> Vorliegender Text
%%
In [None]:
import pandas as pd
import openai
import json
import time
import os

df_to_match = pd.read_pickle("../data/df_to_match.pkl")
results_df = pd.read_pickle("../data/results_df.pkl")
catalogue = pd.read_excel("../data/catalogue_clean_mit_aspects.xlsx")

In [None]:
# API-Key sicher einfügen (über Umgebungsvariable OPENAI_API_KEY)
openai.api_key = os.getenv("OPENAI_API_KEY")

# GPT-Model
llm_model = "gpt-4o-mini"

def check_core_aspects_with_llm(section_text, core_aspects, model=llm_model, sleep_between_calls=1.5):
    aspects_list = "\n- " + "\n- ".join(core_aspects)
    prompt = f"""Du bist ein Vertragsexperte. Prüfe den folgenden Vertragstext auf die Einhaltung der folgenden Kernanforderungen (Core Aspects).

Gib als Ergebnis für jeden einzelnen Punkt einen Erfüllungsgrad von 0 bis 1 an (0 = nicht erfüllt, 1 = voll erfüllt, 0.5 = teilweise erfüllt). Gib zusätzlich eine durchschnittliche Erfüllungsquote in Prozent für alle Core Aspects an.

Vertragstext:
{section_text}

Core Aspects:{aspects_list}

Antwortformat (nur JSON):
{{
  "core_aspect_scores": {{
    "Aspekt 1": 1,
    "Aspekt 2": 0.5
  }},
  "average_fulfillment_percent": 76.5
}}"""

    try:
        response = openai.ChatCompletion.create(
            model=model,
            messages=[{"role": "user", "content": prompt}],
            temperature=0.2
        )
        return response.choices[0].message['content']
    except Exception as e:
        print("API-Fehler:", e)
        return None
    finally:
        time.sleep(sleep_between_calls)

In [None]:
# Modellname mit bester Performance
best_model = results_df.iloc[0]["model"]

# Filtere gültige Matches
df_eval = df_to_match[df_to_match[f"match_valid_{best_model}"]].copy()
%%
> Datenauszug
%%
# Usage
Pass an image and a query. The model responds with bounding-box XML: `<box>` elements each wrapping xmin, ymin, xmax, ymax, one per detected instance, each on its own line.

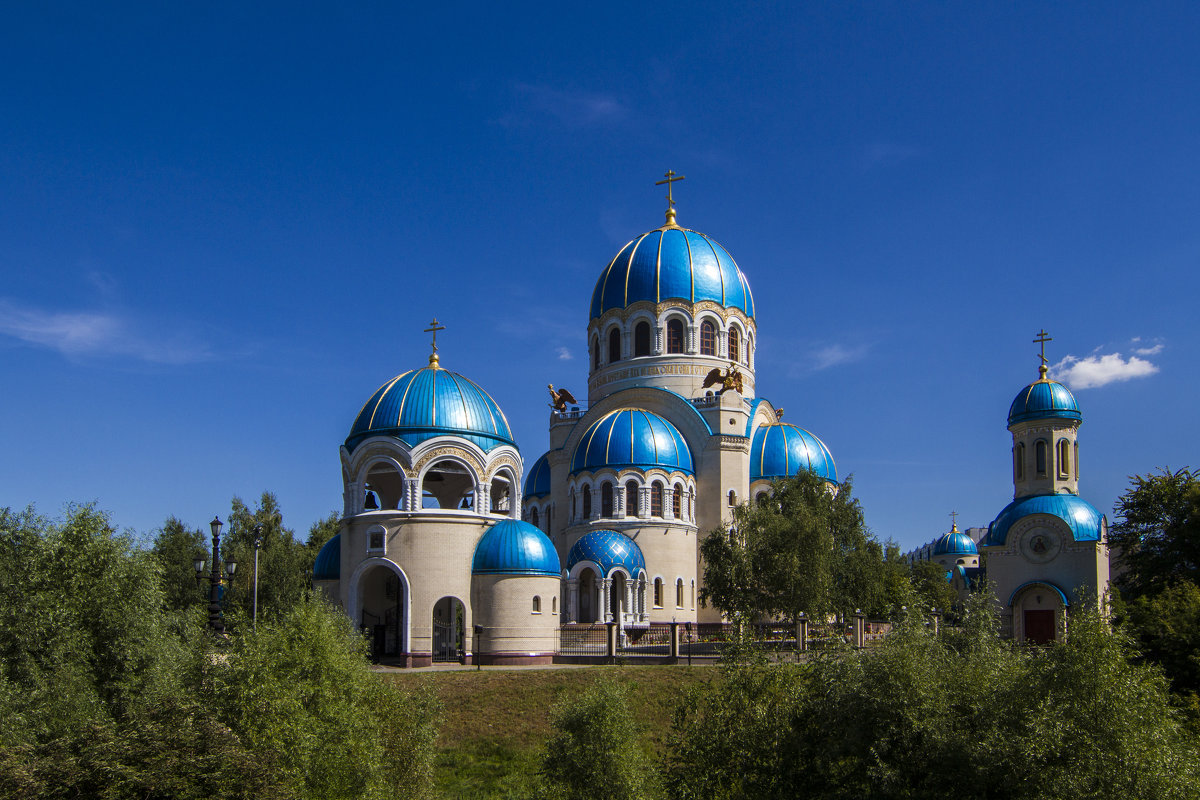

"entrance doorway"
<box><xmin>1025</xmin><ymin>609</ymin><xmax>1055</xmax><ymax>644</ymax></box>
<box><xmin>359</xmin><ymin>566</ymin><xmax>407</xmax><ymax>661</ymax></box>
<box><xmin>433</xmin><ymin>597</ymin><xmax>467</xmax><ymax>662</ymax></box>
%%
%%
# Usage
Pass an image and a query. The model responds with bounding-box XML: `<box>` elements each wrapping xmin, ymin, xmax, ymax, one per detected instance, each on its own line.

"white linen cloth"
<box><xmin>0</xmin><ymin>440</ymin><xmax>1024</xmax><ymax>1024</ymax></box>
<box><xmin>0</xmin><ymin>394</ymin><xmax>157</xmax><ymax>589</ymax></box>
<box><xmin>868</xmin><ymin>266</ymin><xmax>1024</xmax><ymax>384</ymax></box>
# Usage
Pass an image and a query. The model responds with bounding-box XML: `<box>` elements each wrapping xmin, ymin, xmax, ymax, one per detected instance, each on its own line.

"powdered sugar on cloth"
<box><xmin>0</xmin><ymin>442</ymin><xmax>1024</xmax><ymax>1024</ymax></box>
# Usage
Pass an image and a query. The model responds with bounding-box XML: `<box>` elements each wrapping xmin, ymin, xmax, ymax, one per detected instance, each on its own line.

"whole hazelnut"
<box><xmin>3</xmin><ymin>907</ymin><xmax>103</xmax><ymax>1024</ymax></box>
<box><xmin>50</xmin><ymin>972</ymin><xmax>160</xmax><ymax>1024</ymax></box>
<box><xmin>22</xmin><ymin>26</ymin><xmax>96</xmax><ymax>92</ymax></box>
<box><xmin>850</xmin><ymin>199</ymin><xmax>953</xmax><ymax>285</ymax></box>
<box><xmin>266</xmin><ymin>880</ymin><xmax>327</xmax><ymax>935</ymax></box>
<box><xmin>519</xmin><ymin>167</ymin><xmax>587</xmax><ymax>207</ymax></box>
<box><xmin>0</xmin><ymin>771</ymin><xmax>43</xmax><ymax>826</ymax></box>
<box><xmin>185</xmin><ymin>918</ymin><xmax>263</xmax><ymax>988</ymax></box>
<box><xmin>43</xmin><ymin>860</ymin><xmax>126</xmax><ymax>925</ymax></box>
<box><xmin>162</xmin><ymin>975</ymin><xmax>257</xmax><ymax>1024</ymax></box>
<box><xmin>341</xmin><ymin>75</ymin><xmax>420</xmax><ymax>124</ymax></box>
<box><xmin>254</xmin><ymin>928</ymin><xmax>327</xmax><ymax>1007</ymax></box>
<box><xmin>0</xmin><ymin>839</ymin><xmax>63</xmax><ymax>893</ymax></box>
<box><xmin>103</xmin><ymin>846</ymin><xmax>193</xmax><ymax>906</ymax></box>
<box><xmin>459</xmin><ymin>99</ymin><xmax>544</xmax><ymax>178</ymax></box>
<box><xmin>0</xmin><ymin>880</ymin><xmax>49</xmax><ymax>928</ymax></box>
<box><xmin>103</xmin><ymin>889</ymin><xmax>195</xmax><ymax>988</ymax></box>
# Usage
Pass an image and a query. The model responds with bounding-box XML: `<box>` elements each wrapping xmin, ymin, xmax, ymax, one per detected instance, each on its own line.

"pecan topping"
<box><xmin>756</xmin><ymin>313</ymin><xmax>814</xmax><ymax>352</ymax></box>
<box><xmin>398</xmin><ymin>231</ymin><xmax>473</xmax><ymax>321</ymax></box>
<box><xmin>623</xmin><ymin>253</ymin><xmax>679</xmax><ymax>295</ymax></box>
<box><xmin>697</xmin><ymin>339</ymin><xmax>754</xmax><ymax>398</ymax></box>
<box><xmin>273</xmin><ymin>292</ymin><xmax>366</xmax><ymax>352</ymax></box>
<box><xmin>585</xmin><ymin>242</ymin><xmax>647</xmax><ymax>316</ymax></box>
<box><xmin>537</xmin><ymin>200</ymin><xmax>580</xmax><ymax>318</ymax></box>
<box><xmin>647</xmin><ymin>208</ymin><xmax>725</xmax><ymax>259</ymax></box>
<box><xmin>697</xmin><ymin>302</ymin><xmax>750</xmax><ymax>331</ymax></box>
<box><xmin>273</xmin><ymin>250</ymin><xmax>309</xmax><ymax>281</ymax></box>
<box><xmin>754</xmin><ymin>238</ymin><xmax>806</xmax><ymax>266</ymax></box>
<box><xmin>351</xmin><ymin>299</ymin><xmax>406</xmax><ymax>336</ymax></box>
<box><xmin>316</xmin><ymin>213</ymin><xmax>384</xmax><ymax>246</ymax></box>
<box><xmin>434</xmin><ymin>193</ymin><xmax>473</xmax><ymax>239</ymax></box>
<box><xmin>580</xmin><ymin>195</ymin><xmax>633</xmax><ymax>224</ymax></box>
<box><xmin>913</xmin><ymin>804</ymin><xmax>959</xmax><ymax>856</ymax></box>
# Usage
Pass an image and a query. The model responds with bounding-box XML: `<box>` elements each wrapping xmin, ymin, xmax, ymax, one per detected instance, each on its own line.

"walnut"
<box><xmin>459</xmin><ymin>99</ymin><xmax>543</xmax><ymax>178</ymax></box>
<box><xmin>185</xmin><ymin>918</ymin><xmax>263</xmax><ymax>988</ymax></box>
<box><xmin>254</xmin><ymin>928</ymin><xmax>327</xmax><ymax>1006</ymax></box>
%%
> Auftrag
Setze das Python-Notebook zur Prüfung von Vertragstexten auf Core Aspects im Anschluss an seine letzte gezeigte Zeile fort. Die Datensätze werden hierfür nicht gebraucht.

> Antwort folgt
df_eval["catalog_id"] = df_eval[f"matched_catalog_id_{best_model}"]

# Verbinde mit Core Aspects
df_eval = df_eval.merge(
    catalogue[["catalog_id", "core_aspects"]],
    on="catalog_id",
    how="left"
)

# Bewertungsfunktion
def evaluate_llm(row):
    section_text = row["clean_section_content"]
    aspects = [line.strip() for line in row["core_aspects"].split("\n") if line.strip()]
    raw_response = check_core_aspects_with_llm(section_text, aspects)
    try:
        return json.loads(raw_response)
    except Exception:
        print("Parsing-Fehler. Antwort war:", raw_response)
        return {"core_aspect_scores": {}, "average_fulfillment_percent": None}

# LLM-Auswertung durchführen
df_eval["llm_eval_result"] = df_eval.apply(evaluate_llm, axis=1)
df_eval["core_aspect_scores"] = df_eval["llm_eval_result"].apply(lambda x: x.get("core_aspect_scores", {}))
df_eval["average_fulfillment_percent"] = df_eval["llm_eval_result"].apply(lambda x: x.get("average_fulfillment_percent"))


# Optionally save the evaluated results
df_eval.to_pickle("../data/llm_eval_result.pkl")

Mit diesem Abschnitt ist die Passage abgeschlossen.